══ SUPPLIED RECORDS

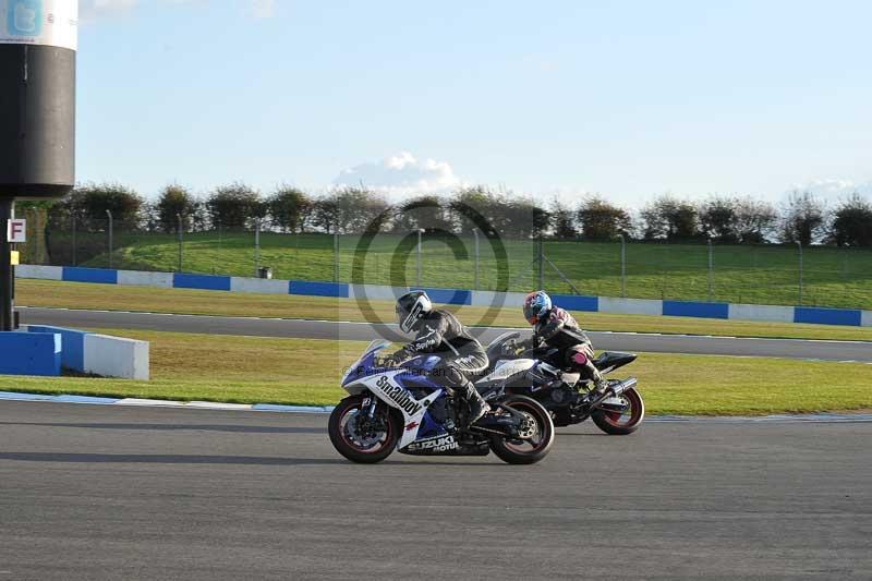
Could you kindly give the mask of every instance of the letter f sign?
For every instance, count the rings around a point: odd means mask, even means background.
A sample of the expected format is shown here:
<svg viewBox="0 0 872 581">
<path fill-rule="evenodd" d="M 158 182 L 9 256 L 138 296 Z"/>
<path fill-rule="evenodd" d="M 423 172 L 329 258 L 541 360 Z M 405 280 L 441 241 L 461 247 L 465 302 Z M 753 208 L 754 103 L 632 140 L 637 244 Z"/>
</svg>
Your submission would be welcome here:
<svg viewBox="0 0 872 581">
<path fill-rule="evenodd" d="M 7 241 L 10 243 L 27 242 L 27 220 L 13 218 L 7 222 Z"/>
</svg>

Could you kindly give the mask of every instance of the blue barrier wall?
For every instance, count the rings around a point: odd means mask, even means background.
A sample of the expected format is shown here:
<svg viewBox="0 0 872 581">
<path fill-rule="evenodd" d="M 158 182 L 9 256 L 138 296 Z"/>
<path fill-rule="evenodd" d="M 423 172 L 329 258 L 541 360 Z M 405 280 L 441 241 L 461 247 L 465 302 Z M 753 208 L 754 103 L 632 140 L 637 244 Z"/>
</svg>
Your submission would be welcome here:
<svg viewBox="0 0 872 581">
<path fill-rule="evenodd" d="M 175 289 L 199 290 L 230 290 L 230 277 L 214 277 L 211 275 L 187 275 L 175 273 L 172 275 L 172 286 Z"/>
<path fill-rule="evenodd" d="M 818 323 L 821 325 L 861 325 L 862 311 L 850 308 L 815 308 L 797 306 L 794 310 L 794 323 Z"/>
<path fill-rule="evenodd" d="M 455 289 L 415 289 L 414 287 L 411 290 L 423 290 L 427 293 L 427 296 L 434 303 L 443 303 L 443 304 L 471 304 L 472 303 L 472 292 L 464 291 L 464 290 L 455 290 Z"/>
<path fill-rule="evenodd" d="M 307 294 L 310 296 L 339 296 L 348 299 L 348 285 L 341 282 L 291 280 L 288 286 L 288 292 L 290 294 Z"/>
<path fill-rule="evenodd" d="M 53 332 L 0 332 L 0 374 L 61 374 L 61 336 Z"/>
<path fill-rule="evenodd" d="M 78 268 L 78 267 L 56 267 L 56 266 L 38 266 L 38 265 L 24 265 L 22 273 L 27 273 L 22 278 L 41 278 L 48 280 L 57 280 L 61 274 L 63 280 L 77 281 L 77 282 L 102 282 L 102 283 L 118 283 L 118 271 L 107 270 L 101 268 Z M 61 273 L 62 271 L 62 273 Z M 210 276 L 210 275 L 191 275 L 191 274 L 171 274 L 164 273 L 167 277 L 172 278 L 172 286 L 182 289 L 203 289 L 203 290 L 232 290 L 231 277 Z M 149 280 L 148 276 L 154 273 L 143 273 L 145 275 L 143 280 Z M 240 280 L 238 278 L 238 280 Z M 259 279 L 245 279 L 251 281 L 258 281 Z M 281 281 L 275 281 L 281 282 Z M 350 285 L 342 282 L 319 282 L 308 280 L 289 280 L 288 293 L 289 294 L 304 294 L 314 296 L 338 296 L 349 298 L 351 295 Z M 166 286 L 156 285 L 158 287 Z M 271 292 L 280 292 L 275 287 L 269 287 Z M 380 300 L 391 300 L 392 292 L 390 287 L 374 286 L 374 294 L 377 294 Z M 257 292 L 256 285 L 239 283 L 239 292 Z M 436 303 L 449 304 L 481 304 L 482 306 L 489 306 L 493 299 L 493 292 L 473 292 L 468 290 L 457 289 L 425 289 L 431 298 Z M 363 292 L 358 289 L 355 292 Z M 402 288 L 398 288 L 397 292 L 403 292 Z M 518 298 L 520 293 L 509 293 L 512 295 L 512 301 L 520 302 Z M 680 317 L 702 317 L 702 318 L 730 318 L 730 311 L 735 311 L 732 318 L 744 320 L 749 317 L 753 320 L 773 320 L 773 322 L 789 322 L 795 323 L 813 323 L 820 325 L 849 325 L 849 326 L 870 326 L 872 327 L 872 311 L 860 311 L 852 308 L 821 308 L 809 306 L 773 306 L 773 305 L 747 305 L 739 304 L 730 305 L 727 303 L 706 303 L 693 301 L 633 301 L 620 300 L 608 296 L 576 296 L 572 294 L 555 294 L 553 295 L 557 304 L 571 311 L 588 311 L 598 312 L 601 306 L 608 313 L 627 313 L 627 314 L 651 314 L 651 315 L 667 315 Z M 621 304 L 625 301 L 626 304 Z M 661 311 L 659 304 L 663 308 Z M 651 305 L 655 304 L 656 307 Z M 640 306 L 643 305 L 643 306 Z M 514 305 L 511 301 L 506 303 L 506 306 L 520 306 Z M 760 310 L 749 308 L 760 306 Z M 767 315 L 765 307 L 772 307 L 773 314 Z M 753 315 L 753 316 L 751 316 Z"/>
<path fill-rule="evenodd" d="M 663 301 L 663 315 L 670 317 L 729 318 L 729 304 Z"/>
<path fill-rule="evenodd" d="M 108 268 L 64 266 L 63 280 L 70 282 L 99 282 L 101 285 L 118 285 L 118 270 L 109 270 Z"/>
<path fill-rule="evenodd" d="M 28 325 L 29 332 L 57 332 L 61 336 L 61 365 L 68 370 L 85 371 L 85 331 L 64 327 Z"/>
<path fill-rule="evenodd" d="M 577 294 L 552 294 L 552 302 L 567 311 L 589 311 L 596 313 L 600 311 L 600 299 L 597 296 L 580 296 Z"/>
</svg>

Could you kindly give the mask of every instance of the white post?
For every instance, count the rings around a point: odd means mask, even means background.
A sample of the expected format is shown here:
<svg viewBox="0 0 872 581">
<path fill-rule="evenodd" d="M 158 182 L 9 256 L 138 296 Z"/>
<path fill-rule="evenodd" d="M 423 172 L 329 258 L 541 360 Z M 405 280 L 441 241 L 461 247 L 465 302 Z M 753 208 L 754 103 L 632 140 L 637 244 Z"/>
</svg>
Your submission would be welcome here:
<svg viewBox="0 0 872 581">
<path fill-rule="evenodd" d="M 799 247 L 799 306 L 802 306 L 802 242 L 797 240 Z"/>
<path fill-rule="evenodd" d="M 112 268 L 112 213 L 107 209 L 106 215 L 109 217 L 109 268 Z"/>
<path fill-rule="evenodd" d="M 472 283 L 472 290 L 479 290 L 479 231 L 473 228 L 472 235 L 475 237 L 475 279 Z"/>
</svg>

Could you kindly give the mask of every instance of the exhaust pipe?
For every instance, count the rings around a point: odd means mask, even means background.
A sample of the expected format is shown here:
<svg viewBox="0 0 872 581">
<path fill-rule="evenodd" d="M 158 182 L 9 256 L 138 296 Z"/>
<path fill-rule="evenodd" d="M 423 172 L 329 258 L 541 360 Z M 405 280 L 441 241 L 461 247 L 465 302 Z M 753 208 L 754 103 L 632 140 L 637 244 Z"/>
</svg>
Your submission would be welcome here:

════

WHAT TO PRODUCE - Output an exact copy of the material, with the pictures removed.

SOLUTION TO THIS EXERCISE -
Could you kindly give the mask of every instance of the letter f sign?
For every instance, count the rings around a point: odd means mask, even means background.
A sample of the expected format is shown here:
<svg viewBox="0 0 872 581">
<path fill-rule="evenodd" d="M 158 182 L 9 256 L 138 296 Z"/>
<path fill-rule="evenodd" d="M 423 172 L 329 258 L 541 360 Z M 405 280 L 441 241 L 461 247 L 465 302 Z M 753 208 L 754 103 L 632 140 L 637 244 Z"/>
</svg>
Your submission would be welcome here:
<svg viewBox="0 0 872 581">
<path fill-rule="evenodd" d="M 7 241 L 10 243 L 27 242 L 27 220 L 13 218 L 7 222 Z"/>
</svg>

Could you kindly give the mask of every instance of the blue barrier wall?
For every instance, count the rings around a point: odd means mask, even means background.
A sample of the expected format is shown here:
<svg viewBox="0 0 872 581">
<path fill-rule="evenodd" d="M 158 182 L 9 256 L 138 296 Z"/>
<path fill-rule="evenodd" d="M 423 172 L 329 258 L 541 360 Z M 405 280 L 441 241 L 461 247 L 465 302 Z M 753 208 L 754 103 L 632 140 L 637 244 Z"/>
</svg>
Your submission would be welcome here:
<svg viewBox="0 0 872 581">
<path fill-rule="evenodd" d="M 175 289 L 199 290 L 230 290 L 230 277 L 214 277 L 211 275 L 187 275 L 175 273 L 172 275 L 172 286 Z"/>
<path fill-rule="evenodd" d="M 818 323 L 821 325 L 861 325 L 862 311 L 850 308 L 815 308 L 797 306 L 794 310 L 794 323 Z"/>
<path fill-rule="evenodd" d="M 455 289 L 415 289 L 414 287 L 411 290 L 423 290 L 427 293 L 427 296 L 434 303 L 443 303 L 443 304 L 471 304 L 472 303 L 472 292 L 464 291 L 464 290 L 455 290 Z"/>
<path fill-rule="evenodd" d="M 307 294 L 310 296 L 339 296 L 348 299 L 348 285 L 341 282 L 291 280 L 288 286 L 288 292 L 290 294 Z"/>
<path fill-rule="evenodd" d="M 53 332 L 0 332 L 0 374 L 61 374 L 61 336 Z"/>
<path fill-rule="evenodd" d="M 78 268 L 78 267 L 56 267 L 56 266 L 38 266 L 38 265 L 24 265 L 22 273 L 27 273 L 22 278 L 41 278 L 48 280 L 57 280 L 61 274 L 63 280 L 77 281 L 77 282 L 102 282 L 102 283 L 118 283 L 118 271 L 107 270 L 101 268 Z M 61 273 L 62 271 L 62 273 Z M 210 276 L 210 275 L 191 275 L 191 274 L 171 274 L 164 273 L 167 277 L 172 278 L 172 286 L 182 289 L 203 289 L 203 290 L 232 290 L 231 277 Z M 149 280 L 148 276 L 154 273 L 143 273 L 145 275 L 143 280 Z M 240 280 L 238 278 L 238 280 Z M 259 279 L 245 279 L 251 281 L 258 281 Z M 281 281 L 275 281 L 281 282 Z M 350 285 L 342 282 L 319 282 L 308 280 L 289 280 L 288 293 L 289 294 L 304 294 L 314 296 L 338 296 L 349 298 L 351 295 Z M 166 286 L 156 285 L 158 287 Z M 271 292 L 280 292 L 275 287 L 269 287 Z M 380 300 L 391 300 L 392 292 L 390 287 L 374 286 L 374 294 L 377 294 Z M 257 292 L 256 285 L 239 283 L 239 292 Z M 436 303 L 449 304 L 481 304 L 482 306 L 489 306 L 493 299 L 493 292 L 473 292 L 468 290 L 457 289 L 425 289 L 431 298 Z M 363 292 L 358 289 L 355 292 Z M 402 288 L 398 288 L 397 292 L 403 292 Z M 518 298 L 520 293 L 509 293 L 512 295 L 512 301 L 520 302 Z M 680 317 L 702 317 L 702 318 L 730 318 L 730 311 L 735 311 L 732 318 L 744 320 L 749 317 L 753 320 L 773 320 L 773 322 L 789 322 L 795 323 L 813 323 L 820 325 L 849 325 L 849 326 L 870 326 L 872 327 L 872 311 L 860 311 L 852 308 L 821 308 L 809 306 L 773 306 L 773 305 L 747 305 L 739 304 L 730 305 L 727 303 L 706 303 L 693 301 L 633 301 L 620 300 L 608 296 L 576 296 L 572 294 L 555 294 L 553 295 L 557 304 L 571 311 L 588 311 L 598 312 L 601 306 L 608 313 L 627 313 L 627 314 L 651 314 L 651 315 L 667 315 Z M 621 304 L 625 301 L 626 304 Z M 661 311 L 659 304 L 663 308 Z M 651 305 L 655 304 L 656 307 Z M 640 306 L 643 305 L 643 306 Z M 514 305 L 511 301 L 506 303 L 506 306 L 520 306 Z M 760 310 L 749 308 L 760 306 Z M 767 315 L 765 307 L 772 307 L 773 314 Z M 753 315 L 753 316 L 751 316 Z"/>
<path fill-rule="evenodd" d="M 663 301 L 663 315 L 670 317 L 729 318 L 729 304 Z"/>
<path fill-rule="evenodd" d="M 108 268 L 64 266 L 63 280 L 70 282 L 99 282 L 101 285 L 118 285 L 118 270 L 109 270 Z"/>
<path fill-rule="evenodd" d="M 28 325 L 29 332 L 57 332 L 61 336 L 61 365 L 68 370 L 85 371 L 85 331 L 64 327 Z"/>
<path fill-rule="evenodd" d="M 577 294 L 552 294 L 552 302 L 567 311 L 589 311 L 596 313 L 600 311 L 600 299 L 597 296 L 580 296 Z"/>
</svg>

Could you kindly give the mask of every instance of the white post?
For every instance, count the rings around a point: odd means mask, even means background.
A sample of the expected format is shown here:
<svg viewBox="0 0 872 581">
<path fill-rule="evenodd" d="M 158 182 L 9 256 L 138 296 Z"/>
<path fill-rule="evenodd" d="M 423 172 L 329 258 L 541 360 Z M 405 280 L 441 241 L 461 247 L 465 302 Z M 753 208 L 754 103 L 632 140 L 637 244 Z"/>
</svg>
Your submission would be welcome here:
<svg viewBox="0 0 872 581">
<path fill-rule="evenodd" d="M 799 247 L 799 306 L 802 306 L 802 242 L 797 240 Z"/>
<path fill-rule="evenodd" d="M 112 268 L 112 213 L 107 209 L 106 215 L 109 217 L 109 268 Z"/>
<path fill-rule="evenodd" d="M 472 283 L 472 290 L 479 290 L 479 231 L 473 228 L 472 235 L 475 237 L 475 279 Z"/>
</svg>

Could you kindly give the mask of every instance of the exhaust pipe?
For every instance, count the rings around a point: odd means mask, even means background.
A sample of the expected format is shown here:
<svg viewBox="0 0 872 581">
<path fill-rule="evenodd" d="M 158 182 L 9 256 L 138 296 Z"/>
<path fill-rule="evenodd" d="M 423 172 L 329 258 L 541 360 Z M 405 280 L 441 241 L 461 247 L 465 302 Z M 753 208 L 754 103 L 632 140 L 637 244 Z"/>
</svg>
Your submission would be welcome here:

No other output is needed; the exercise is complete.